## Questions
**1)** List the camera names that the Alpamayo fine-tuning text gives for the multi-camera video clips.
**2)** Write the next part of the Alpamayo fine-tuning text, picking up after its final sentence.

## Excerpt to read

++++++++++

3. Fine-Tuning on Custom Data

3.1 Available Training Scripts

As of the Alpamayo 1.5 release (March 2026), NVIDIA provides two categories of post-training scripts in the NVlabs/alpamayo repository:

Supervised Fine-Tuning (SFT) scripts — For domain adaptation on your own driving data. Fine-tune the model to produce CoC reasoning traces and trajectories specific to your operational domain.
Reinforcement Learning (RL) post-training scripts — For reward-driven improvement of reasoning quality, trajectory accuracy, and reasoning-trajectory alignment. Customizable reward functions allow optimizing for specific driving behaviors.

3.2 Data Format

The Alpamayo training pipeline expects data in the following structure:

Multi-camera video clips:

20-second clips at 30 fps, 1080p resolution.
7 cameras (or a subset): front-wide-120, front-tele-30, cross-left-120, cross-right-120, rear-left-70, rear-right-70, rear-tele-30.
Format: MP4 video files named <clip_uuid>.camera_<fov>.mp4.

Egomotion data:

Parquet files with (x, y, z) translation and 3x3 rotation matrices.
10 Hz sampling, 16 waypoints per input, 64 waypoints per output target.

CoC reasoning labels:

Structured text in English following the CoC schema.
Must include longitudinal decision, lateral decision, critical components, and composed reasoning trace.
Can be human-labeled (~10% recommended) or auto-labeled using a teacher VLM (90% via GPT-5 or equivalent with structured prompting).

Trajectory labels:

6.4-second future trajectories as (x, y, z) + rotation in ego vehicle frame.
64 waypoints at 10 Hz.
Internally converted to acceleration and curvature values in BEV space.

3.3 LoRA vs. Full Fine-Tuning

The Alpamayo repository and model card do not explicitly document LoRA fine-tuning as a supported pathway. However, since the backbone is Cosmos-Reason (based on Qwen2.5-VL / Qwen3-VL), standard LoRA techniques are architecturally compatible:

Full fine-tuning (SFT):

GPU requirement: multiple GPUs with aggregate 80+ GB VRAM recommended.
Uses DeepSpeed ZeRO-3 for memory-efficient multi-GPU training.
Recommended for domain adaptation where you have substantial (>10K clips) driving data from your target domain.

LoRA (community/custom approach):

Not officially provided but technically feasible since the backbone is a standard transformer.
Target the attention projection layers (q_proj, k_proj, v_proj, o_proj) of the Cosmos-Reason backbone.
Rank 16-64 typical for VLM adaptation.
Reduces trainable parameters by ~10,000x, GPU memory by ~3x.
Would work for the VLM backbone but not for the action expert (which requires separate handling due to its diffusion-based architecture).

Practical recommendation: Use the official SFT scripts with DeepSpeed ZeRO-3 for proper joint training of reasoning + trajectory outputs. A LoRA approach that only adapts the VLM backbone would improve reasoning quality but might not properly fine-tune the trajectory decoder without additional engineering.

++++++++++

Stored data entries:
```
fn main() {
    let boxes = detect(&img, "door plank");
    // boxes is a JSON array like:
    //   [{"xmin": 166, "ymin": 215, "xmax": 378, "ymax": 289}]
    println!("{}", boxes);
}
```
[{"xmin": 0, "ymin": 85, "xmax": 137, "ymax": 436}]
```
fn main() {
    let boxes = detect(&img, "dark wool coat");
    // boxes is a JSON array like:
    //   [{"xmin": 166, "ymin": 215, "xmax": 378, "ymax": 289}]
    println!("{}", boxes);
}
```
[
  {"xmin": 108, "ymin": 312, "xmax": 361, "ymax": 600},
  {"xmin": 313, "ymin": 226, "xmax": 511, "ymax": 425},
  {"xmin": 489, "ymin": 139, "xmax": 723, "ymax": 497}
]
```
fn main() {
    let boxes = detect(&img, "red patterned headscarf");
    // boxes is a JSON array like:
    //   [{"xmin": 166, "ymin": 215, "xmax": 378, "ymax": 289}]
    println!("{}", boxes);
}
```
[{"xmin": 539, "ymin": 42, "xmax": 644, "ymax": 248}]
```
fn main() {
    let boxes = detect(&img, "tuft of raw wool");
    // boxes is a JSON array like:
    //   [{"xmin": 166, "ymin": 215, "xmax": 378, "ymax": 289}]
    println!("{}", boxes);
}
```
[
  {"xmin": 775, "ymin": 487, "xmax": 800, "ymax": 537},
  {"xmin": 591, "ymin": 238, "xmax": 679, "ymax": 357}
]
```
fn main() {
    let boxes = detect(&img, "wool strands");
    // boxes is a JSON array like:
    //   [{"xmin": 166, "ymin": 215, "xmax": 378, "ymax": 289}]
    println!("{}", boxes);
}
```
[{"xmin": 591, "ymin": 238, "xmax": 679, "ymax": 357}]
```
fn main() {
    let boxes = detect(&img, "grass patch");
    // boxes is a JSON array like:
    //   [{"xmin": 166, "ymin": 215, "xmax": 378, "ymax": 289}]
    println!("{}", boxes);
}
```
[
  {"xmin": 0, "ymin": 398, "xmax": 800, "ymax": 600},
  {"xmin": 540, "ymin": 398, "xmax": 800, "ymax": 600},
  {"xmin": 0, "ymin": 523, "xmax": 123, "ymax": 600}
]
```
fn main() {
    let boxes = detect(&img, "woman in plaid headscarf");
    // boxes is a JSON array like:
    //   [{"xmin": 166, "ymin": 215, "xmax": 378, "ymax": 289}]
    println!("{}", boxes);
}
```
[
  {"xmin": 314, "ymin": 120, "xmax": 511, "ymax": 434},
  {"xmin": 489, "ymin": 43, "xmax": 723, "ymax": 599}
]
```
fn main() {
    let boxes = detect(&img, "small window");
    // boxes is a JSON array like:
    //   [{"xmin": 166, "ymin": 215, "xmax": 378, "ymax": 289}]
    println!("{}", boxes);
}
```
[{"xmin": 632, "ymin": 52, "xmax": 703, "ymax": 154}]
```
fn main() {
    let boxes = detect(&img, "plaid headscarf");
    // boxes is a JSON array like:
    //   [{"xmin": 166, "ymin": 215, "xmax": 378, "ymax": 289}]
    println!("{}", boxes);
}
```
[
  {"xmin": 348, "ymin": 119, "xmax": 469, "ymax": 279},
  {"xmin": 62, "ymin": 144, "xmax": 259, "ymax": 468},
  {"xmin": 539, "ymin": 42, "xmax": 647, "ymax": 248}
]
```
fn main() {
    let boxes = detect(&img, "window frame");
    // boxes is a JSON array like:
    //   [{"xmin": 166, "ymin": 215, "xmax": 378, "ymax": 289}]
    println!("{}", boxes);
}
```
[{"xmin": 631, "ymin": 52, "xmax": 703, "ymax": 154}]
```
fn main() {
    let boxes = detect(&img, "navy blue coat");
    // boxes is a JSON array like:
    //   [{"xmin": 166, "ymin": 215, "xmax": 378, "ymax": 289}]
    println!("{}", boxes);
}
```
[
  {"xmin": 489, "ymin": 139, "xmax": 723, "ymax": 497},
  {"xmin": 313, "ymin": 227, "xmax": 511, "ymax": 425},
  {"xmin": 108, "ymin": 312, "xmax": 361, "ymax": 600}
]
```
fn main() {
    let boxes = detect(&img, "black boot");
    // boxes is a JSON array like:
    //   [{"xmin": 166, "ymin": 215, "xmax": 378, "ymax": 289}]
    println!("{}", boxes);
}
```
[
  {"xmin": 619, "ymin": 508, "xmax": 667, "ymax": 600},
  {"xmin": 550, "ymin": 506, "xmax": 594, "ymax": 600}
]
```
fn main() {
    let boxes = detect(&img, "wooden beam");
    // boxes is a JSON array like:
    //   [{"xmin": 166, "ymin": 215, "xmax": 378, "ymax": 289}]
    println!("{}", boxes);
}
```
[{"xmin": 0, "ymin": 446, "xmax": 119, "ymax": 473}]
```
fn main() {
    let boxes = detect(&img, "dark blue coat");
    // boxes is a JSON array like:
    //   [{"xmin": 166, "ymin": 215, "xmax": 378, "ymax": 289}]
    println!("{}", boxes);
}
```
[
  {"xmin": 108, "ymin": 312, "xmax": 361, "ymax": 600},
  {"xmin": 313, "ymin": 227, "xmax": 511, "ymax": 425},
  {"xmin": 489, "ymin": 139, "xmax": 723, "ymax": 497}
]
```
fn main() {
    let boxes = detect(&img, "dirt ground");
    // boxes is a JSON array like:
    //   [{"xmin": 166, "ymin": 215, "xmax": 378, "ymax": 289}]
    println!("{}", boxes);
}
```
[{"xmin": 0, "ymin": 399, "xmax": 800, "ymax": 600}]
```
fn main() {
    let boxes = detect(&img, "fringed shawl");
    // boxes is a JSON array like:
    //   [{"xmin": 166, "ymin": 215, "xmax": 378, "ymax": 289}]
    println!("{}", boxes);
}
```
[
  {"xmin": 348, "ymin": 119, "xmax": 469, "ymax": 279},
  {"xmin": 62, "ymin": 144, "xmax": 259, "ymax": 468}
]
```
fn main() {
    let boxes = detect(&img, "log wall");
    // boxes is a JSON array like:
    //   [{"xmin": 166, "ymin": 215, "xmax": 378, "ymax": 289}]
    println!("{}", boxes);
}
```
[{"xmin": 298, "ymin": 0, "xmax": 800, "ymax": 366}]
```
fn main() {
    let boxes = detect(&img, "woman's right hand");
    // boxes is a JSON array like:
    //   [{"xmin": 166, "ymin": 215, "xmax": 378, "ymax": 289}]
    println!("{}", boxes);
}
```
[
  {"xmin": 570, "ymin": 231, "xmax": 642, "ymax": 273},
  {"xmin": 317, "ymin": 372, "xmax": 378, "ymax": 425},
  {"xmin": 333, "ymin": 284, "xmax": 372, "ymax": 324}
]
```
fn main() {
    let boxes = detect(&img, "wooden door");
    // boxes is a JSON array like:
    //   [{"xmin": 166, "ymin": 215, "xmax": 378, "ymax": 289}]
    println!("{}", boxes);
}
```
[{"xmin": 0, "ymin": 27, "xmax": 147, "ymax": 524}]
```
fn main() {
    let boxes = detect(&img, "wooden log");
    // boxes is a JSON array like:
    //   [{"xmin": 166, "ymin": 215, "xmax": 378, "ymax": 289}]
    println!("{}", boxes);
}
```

++++++++++

## Expected outputs
**1)** front-wide-120, front-tele-30, cross-left-120, cross-right-120, rear-left-70, rear-right-70, rear-tele-30

**2)**
3.4 GPU Requirements for Training

Task	Minimum Setup	Recommended
SFT on custom data	4x A100 40GB (ZeRO-3)	8x H100 80GB
RL post-training (GRPO)	8x A100 80GB	8x H100 80GB
Inference-only	1x RTX 3090 24GB	1x A100 40GB

DeepSpeed ZeRO-3 is required for multi-GPU training, enabling optimizer state, gradient, and parameter partitioning across GPUs.

3.5 Can You Fine-Tune with LiDAR-Only?

No — Alpamayo is a camera-only model at the architecture level. The vision encoder (ViT) is designed exclusively for RGB image input. LiDAR point clouds cannot be directly fed into the model.

However, you have options:

LiDAR-derived BEV maps as images: Render LiDAR point clouds as BEV occupancy grids or intensity images, then feed them as camera inputs. This is a workaround, not a native capability, and would require SFT to adapt the vision encoder.
LiDAR for label generation: Use LiDAR for creating high-quality ground-truth trajectories and annotations during training, while the model itself operates on camera input at inference. This is how the Physical AI AV dataset is structured — LiDAR is available for 298K of the 306K clips but is used for annotation, not model input.
Sensor fusion modification: This would require modifying the model architecture to add a LiDAR encoder branch, which is possible but goes well beyond the provided fine-tuning scripts.

The dataset includes LiDAR data (top 360-degree rotating LiDAR at 10 Hz in Draco-compressed Parquet format), making it valuable for supervision even if the model itself is camera-only.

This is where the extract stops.